--- Что нужно сделать ---
**a)** Как, судя по отрывку о Зарганде, советские сотрудники называли эту летнюю резиденцию?
**b)** Перепишите слово в слово часть отрывка о Зарганде от «Как-то под забором, за» до «и наши конфеты.».
**c)** Продолжите рассказ о Зарганде и детских поисках клада, начав сразу после его последнего предложения.

--- Отрывок для чтения ---
────────────────
Персы проявляли уважение к карточному долгу даже во время своей революции, то есть, почти 70 лет спустя. В самые острые политические моменты они врывались на территорию посольства СССР в центре Тегерана и крушили его, но в Зарганде – никогда! Хотя прекрасно знали, что там сидят те же люди, что и в посольстве, вместе со своими семьями. На нашей памяти только однажды двое местных молодых парней перелезли через заргандинский забор и забрались в дачу к одной нашей семье. Все перевернули, но ничего не украли. Наверное, это были незадачливые воришки, считавшие, что советские дипломаты живут очень богато. Но перерыв все их вещи, так и не нашли ничего интересного для себя.
Но в отношении публичных акций протеста против политики СССР иранцы соблюдали кодекс чести. Территория посольства – это иранская земля, любезно предоставленная принимающей стороной под советскую миссию, поэтому туда можно являться с претензиями. А летняя резиденция – это советская собственность, добытая нам казаками, пусть и за карточным столом. Наши так и называли Зарганде – «Кусок Совка».
Именно из этого «куска» в конце сентября 1982-го мы и поехали сразу на вокзал.
В мое последнее тегеранское лето мы с приятелями были одержимы кладоискательством. Наш следопытский штаб базировался на самой нижней и толстой ветке гигантского древнего дерева, в платановой роще возле старого здания русской миссии. При царе там было наше посольство, позже бильярдная, а в начале 80-х старинный бело-желтый особняк забросили, окна заколотили, и только вороны глухо кашляли, выписывая над ним круги. Нам нравилось, что в роще темно, от арыков веет прохладой, и никогда никого нет. Ближайшая дача была в метрах в двухстах от старой бильярдной, и та за забором. Мы проникали в особняк сквозь разбитое окно: внутри пахло пылью, сыростью, мрачными тайнами прошлого и захватывающими приключениями! Даже кое-какая старинная мебель уцелела, сейчас бы за нее дали целое состояние.
Наш штаб-платан был аккурат между усадьбой и ближайшей дачей, а секретную документацию мы хранили в его дупле. Там были наши карты местности с крестиками на местах предполагаемых кладов, и прочие атрибуты, про которые мы вычитали в приключенческих книжках про кладоискателей, и старательно сделали своими руками.
Еще там была «конфетная закладка», чтобы подкрепляться в ночных вылазках – коробка шоколадных конфет с ликером, которую мой лучший друг Серега так удачно стащил из дома. А еще там была самая настоящая шифровка, из-за которой и началась наша операция «Дупло».
Как-то под забором, за которым жили иностранцы, мы нашли свернутый в крохотный квадратик клочок бумаги с какими-то словами на арабской вязи, вырезанными из разных газет. Конечно же, мы решили, что это тайный шифр, содержащий подсказку, где надо искать клад, и надежно спрятали записку в своем штабе. В могучем стволе платана была масса укромных местечек, пригодных для тайника.
В июне мы заметили ночью троих, лезущих в наше дупло, а утром обнаружили, что наш тайник обокрали: пропала не только «шифровка», но и наши конфеты.
────────────────
--- Список материалов ---

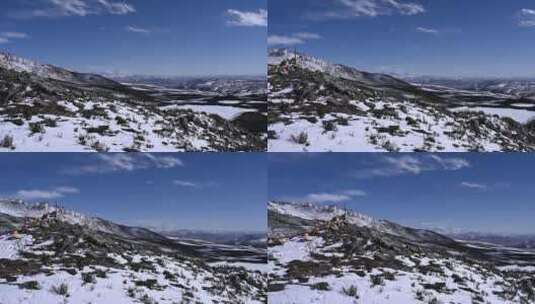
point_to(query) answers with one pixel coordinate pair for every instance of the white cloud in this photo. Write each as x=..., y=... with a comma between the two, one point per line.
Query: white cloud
x=355, y=192
x=474, y=186
x=451, y=163
x=38, y=194
x=183, y=183
x=7, y=37
x=297, y=38
x=374, y=8
x=331, y=197
x=284, y=40
x=244, y=18
x=427, y=30
x=408, y=164
x=327, y=198
x=72, y=7
x=117, y=8
x=307, y=36
x=68, y=190
x=116, y=162
x=46, y=194
x=139, y=30
x=526, y=17
x=81, y=8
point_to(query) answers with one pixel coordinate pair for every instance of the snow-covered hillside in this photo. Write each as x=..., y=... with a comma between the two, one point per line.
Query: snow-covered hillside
x=316, y=106
x=40, y=110
x=328, y=257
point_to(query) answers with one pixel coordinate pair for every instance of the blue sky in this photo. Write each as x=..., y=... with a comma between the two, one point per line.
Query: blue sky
x=416, y=37
x=157, y=37
x=161, y=191
x=474, y=192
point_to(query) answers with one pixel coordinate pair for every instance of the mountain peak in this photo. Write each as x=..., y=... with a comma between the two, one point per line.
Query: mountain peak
x=312, y=211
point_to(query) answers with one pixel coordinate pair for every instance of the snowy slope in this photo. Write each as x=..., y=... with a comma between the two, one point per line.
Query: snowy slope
x=61, y=256
x=316, y=106
x=18, y=64
x=337, y=260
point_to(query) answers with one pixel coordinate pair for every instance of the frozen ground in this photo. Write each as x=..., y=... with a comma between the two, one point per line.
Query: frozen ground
x=86, y=125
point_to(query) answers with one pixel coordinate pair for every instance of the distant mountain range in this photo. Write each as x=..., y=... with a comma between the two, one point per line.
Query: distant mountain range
x=49, y=255
x=47, y=108
x=324, y=254
x=319, y=106
x=518, y=87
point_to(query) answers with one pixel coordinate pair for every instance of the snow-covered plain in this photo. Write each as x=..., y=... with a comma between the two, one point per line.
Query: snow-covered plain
x=89, y=125
x=334, y=262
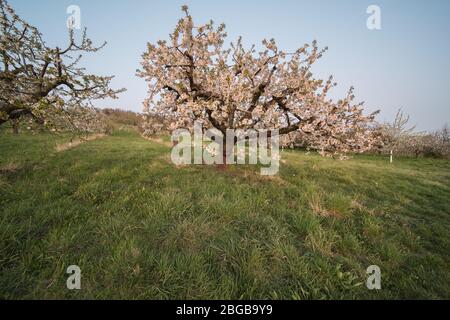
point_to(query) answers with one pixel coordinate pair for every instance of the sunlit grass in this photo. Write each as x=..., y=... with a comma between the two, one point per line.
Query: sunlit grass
x=139, y=227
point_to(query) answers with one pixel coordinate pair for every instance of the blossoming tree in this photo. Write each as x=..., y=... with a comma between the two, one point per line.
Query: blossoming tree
x=194, y=77
x=42, y=82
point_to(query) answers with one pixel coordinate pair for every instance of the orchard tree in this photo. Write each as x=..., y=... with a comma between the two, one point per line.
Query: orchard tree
x=195, y=77
x=43, y=82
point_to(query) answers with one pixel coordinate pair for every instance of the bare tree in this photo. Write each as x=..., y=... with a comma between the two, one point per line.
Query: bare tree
x=39, y=81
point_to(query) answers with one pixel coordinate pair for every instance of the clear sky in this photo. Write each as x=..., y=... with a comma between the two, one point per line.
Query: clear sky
x=404, y=65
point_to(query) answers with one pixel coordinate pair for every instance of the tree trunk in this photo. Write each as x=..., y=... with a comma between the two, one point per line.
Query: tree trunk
x=15, y=126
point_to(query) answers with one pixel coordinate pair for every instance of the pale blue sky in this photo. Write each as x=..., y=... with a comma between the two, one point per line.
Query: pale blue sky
x=406, y=64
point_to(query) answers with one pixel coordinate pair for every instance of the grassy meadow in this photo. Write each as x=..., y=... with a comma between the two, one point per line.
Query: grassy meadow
x=141, y=228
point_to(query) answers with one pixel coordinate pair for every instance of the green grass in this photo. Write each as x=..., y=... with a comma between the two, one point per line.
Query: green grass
────────────────
--- Ответы ---
**a)** «Кусок Совка».

**b)**
Как-то под забором, за которым жили иностранцы, мы нашли свернутый в крохотный квадратик клочок бумаги с какими-то словами на арабской вязи, вырезанными из разных газет. Конечно же, мы решили, что это тайный шифр, содержащий подсказку, где надо искать клад, и надежно спрятали записку в своем штабе. В могучем стволе платана была масса укромных местечек, пригодных для тайника.
В июне мы заметили ночью троих, лезущих в наше дупло, а утром обнаружили, что наш тайник обокрали: пропала не только «шифровка», но и наши конфеты.

**c)**
Тогда мы принялись ревниво следить за всеми теми, кто крутится возле «нашего» платана днем и даже ночью. Для этого мы выскальзывали с дач, как только засыпали родители, и до рассвета сидели в засаде. Мы же не могли упустить тех, кто покушается на наш клад, да и караулить было весело.. И однажды удача улыбнулась нам: темной-претемной заргандинской ночью мои друзья увидели, как в наше дупло лезет темная фигура… Больше мы ничего в дупло не клали, но один из троих зачем-то снова пришел! Значит, в этот раз точно что-то туда положил!
Мы решили проверить это утром, когда будет светло. Едва рассвело, мы пробрались к дуплу. Возле него стоял посольский садовник и заливал в него горячую жидкую смолу. Увидев нас, он сказал, что получил распоряжение заварить дупло, чтобы дети в него не лазили. Ствол прогнил изнутри, и мы можем провалиться.
В этот же день родители объявили, что мы срочно уезжаем в Москву, прямо на следующее утро, и надо собирать вещи. Мы покидали Тегеран в полной уверенности, что в нашем дупле замуровали клад. Кто знает, может, он и поныне там – если его не обнаружили такие же следопыты из детей других посольских работников, приехавших на смену нам, срочно высланным домой.
Мне было без двух недель двенадцать, когда я вместе с родителями села в поезд Тегеран-Баку-Москва, чтобы покинуть Тегеран на долгие двадцать лет. Наш «клад» остался в Зарганде, зато романтические воспоминания о тегеранском периоде детства всегда при мне. Несмотря на чужие революции и войны, оно было вполне безмятежным.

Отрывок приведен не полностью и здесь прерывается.